begin EXTRACTED DATA

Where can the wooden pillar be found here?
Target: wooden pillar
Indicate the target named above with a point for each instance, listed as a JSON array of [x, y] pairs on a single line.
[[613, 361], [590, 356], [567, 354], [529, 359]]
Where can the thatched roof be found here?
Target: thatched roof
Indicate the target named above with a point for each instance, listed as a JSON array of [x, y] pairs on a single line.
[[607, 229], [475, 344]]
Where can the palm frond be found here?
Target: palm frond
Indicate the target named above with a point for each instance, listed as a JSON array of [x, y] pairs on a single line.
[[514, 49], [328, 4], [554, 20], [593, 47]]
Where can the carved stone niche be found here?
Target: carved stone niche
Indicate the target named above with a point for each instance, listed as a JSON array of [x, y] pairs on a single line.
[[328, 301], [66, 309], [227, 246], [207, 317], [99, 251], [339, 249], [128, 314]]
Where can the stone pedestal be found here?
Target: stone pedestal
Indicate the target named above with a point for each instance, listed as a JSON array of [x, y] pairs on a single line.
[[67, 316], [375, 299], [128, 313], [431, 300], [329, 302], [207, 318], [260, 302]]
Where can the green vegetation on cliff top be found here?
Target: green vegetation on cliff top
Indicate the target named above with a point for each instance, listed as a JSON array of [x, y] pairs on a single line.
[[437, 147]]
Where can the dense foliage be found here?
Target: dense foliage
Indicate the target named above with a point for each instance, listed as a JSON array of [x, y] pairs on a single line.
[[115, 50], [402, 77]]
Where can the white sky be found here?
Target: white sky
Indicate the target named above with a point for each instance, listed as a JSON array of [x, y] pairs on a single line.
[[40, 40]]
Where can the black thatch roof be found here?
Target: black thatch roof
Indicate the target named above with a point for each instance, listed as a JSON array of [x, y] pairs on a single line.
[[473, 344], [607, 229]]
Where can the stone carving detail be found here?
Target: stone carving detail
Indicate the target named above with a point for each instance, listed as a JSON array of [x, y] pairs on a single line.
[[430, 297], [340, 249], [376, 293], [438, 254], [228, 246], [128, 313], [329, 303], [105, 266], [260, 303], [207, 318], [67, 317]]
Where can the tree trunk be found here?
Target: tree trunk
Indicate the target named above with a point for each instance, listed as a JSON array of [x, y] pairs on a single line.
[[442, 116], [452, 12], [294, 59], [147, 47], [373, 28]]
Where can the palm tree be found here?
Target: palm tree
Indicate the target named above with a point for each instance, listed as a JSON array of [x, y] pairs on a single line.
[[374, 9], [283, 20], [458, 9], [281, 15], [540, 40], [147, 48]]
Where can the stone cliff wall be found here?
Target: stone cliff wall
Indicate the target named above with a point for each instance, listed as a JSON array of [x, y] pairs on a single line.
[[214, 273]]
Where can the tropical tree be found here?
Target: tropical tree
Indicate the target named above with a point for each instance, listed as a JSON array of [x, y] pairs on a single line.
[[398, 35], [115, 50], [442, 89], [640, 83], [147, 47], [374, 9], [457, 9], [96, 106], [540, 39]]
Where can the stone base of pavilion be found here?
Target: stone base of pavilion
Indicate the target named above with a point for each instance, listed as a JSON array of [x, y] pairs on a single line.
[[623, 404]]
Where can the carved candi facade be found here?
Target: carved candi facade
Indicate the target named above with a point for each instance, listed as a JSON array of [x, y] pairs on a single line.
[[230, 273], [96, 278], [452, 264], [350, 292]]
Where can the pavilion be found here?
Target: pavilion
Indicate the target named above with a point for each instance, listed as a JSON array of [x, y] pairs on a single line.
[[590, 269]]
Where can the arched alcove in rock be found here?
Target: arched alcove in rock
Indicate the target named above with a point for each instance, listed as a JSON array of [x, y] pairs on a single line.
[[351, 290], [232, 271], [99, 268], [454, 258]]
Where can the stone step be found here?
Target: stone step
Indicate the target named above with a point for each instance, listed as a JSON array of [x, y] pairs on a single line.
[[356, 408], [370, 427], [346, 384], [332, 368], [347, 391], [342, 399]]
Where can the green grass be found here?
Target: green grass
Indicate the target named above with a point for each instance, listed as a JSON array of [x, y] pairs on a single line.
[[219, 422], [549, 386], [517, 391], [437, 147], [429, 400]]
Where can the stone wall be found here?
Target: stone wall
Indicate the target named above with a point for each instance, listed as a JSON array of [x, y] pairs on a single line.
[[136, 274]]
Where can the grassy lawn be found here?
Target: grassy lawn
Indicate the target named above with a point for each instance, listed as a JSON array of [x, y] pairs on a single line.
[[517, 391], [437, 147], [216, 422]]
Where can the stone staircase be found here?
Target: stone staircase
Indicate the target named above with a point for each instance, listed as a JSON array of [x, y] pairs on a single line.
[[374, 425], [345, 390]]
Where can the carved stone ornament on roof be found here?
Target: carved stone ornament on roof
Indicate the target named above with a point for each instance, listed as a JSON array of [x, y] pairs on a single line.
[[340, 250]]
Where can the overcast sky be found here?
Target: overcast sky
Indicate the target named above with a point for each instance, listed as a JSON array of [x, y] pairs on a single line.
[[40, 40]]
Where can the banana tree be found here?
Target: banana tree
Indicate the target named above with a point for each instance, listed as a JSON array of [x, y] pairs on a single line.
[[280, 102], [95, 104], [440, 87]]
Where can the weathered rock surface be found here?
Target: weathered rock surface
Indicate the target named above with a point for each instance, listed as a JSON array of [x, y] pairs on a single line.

end EXTRACTED DATA

GIVEN TASK:
Copy the entire listing above line for line, without changing a single character.

OUTPUT BELOW:
Where can the wooden pillar be found here?
Target: wooden pillar
Indicate the target named above with a point for each instance, listed as a JSON array of [x, y] pairs on a single line.
[[613, 361], [590, 356], [567, 354], [529, 359]]
Where can the thatched roof be found here?
Target: thatched roof
Indicate the target named above with a point for each instance, listed as a JSON array of [x, y] pairs on a single line.
[[607, 229], [475, 344]]
Where can the palm frond be found here?
Target: palm frond
Indicate the target named above with a point for each instance, listed as a JSON array of [x, y] pairs on a single line.
[[514, 49], [328, 4], [554, 20], [593, 47]]
Where can the carved stone niche be found here?
Target: carved stone niche
Indicate the target named above with a point for each instance, listed as a JSON array of [x, y] pairs on a single line.
[[328, 301], [66, 309], [227, 246], [207, 317], [99, 251], [339, 249], [128, 314]]
Where can the stone pedestal be found here?
Target: stone pedestal
Indicate the target named above with a point for each instance, listed as a JSON array of [x, y] pairs on a single line.
[[67, 316], [375, 299], [128, 313], [431, 300], [329, 302], [207, 318], [260, 302]]
Where can the green vegetation on cliff top be found here?
Target: green vegetation on cliff top
Indicate the target named above with a point for each instance, listed as a JSON array of [x, y] pairs on a single line.
[[437, 147]]
Where can the dense foliage be found here?
Target: dense foliage
Indicate the target named above with a point for each instance, listed as a JSON array of [x, y] pairs on a single line.
[[115, 50], [402, 77]]
Where can the white sky be found here?
Target: white sky
Indicate the target named above with a point for each instance, listed as a JSON array of [x, y] pairs on a single line.
[[40, 40]]
Where can the black thatch roof be found here?
Target: black thatch roof
Indicate the target named above with a point for each instance, listed as a JSON array of [x, y] pairs on a single line.
[[473, 344], [607, 229]]
Where can the stone carving detail be found here?
Target: stone carving detail
Indicate the target named above with a point for each instance, listed as a JSON array of [x, y] pairs on a single line.
[[430, 297], [340, 249], [376, 293], [438, 254], [228, 246], [128, 313], [329, 303], [105, 266], [260, 303], [207, 318], [67, 317]]
Where can the tree trunk be found here?
Target: tree trunk
Indicate the target named above with a point for each instance, listed as a JSON array of [x, y] pairs on a single line.
[[442, 116], [452, 12], [294, 59], [147, 47], [373, 28]]
Where can the palm tree be found here?
Target: palm tree
Indicate the target named above with a point for each instance, listed as a JSON array of [x, y] pairs on a single line.
[[374, 9], [283, 20], [458, 9], [281, 15], [540, 40], [147, 48]]
Where can the stone cliff wall be found here?
Target: stone cliff wall
Indicate the target named above with a point for each instance, listed as a JSON array of [x, y] pairs on a single line.
[[214, 273]]
Where can the tropical tree be found here?
Target: tropical tree
Indicate the target named above with a point for each instance, listed as a JSON array of [x, y] pairs on a single line.
[[398, 35], [115, 50], [442, 89], [640, 83], [147, 47], [374, 9], [457, 9], [96, 106], [540, 39]]
Where can the stone base of pavilion be found here?
Target: stone base of pavilion
Indicate the target named above with a point for each instance, listed as a JSON array of [x, y] pairs on a single line.
[[623, 404]]
Where can the carved candi facade be found here?
Target: carved candi facade
Indicate the target named above with a point for each instance, listed as a JSON array of [x, y] pairs on a single line.
[[230, 273], [96, 278], [452, 264], [350, 292]]
Where can the pavilion be found here?
Target: pavilion
Indicate the target named above with a point for each instance, listed as a JSON array of [x, y] pairs on a single line.
[[590, 269]]
Where can the arched alcove in rock be found here?
Target: arched alcove in rock
Indicate the target named above with a point for each instance, listed as a JSON array of [x, y] pairs on a single line.
[[351, 290], [232, 271], [99, 268], [454, 258]]
Where can the stone step be found here?
Target: stone step
Indicate the target named above with a point for each instance, listed as a JSON array of [x, y] pairs on a single line.
[[356, 408], [370, 427], [346, 384], [332, 368], [347, 391], [342, 399]]
Where can the green grass be found here?
Target: green grass
Indicate the target named above with a point for each instance, listed as a JSON array of [x, y] pairs on a single line.
[[219, 422], [549, 386], [517, 391], [437, 147], [429, 400]]
Where can the stone wall be found here?
Target: stone wall
Indicate the target named above with a point for each instance, listed as a JSON array of [x, y] pairs on a single line.
[[136, 274]]
Where can the grassy lawn be found here?
Target: grassy lawn
Indicate the target named above with a point for each instance, listed as a JSON array of [x, y] pairs on a single line.
[[517, 391], [437, 147], [216, 422]]
Where can the stone staircase be found here?
Target: stone staircase
Indicate the target named above with a point for each instance, listed as a JSON array of [x, y] pairs on a single line.
[[374, 425], [345, 390]]
Where can the carved stone ornament on roof be found here?
Target: carved stone ornament on roof
Indicate the target named above with a point for each instance, listed as a JSON array of [x, y] pairs on a single line.
[[340, 250]]
Where can the overcast sky be found here?
Target: overcast sky
Indicate the target named above with a point for each instance, listed as a JSON array of [x, y] pairs on a single line.
[[40, 40]]
Where can the banana tree be found here?
Target: banana tree
Indicate the target named above with a point for each instance, listed as a JSON array of [x, y] pairs on a single line.
[[280, 102], [95, 104], [440, 87]]
Where can the weathered rock surface be found here?
Target: weathered rock surface
Indicate the target named above with a point for each instance, listed as a JSON array of [x, y] pairs on a single line.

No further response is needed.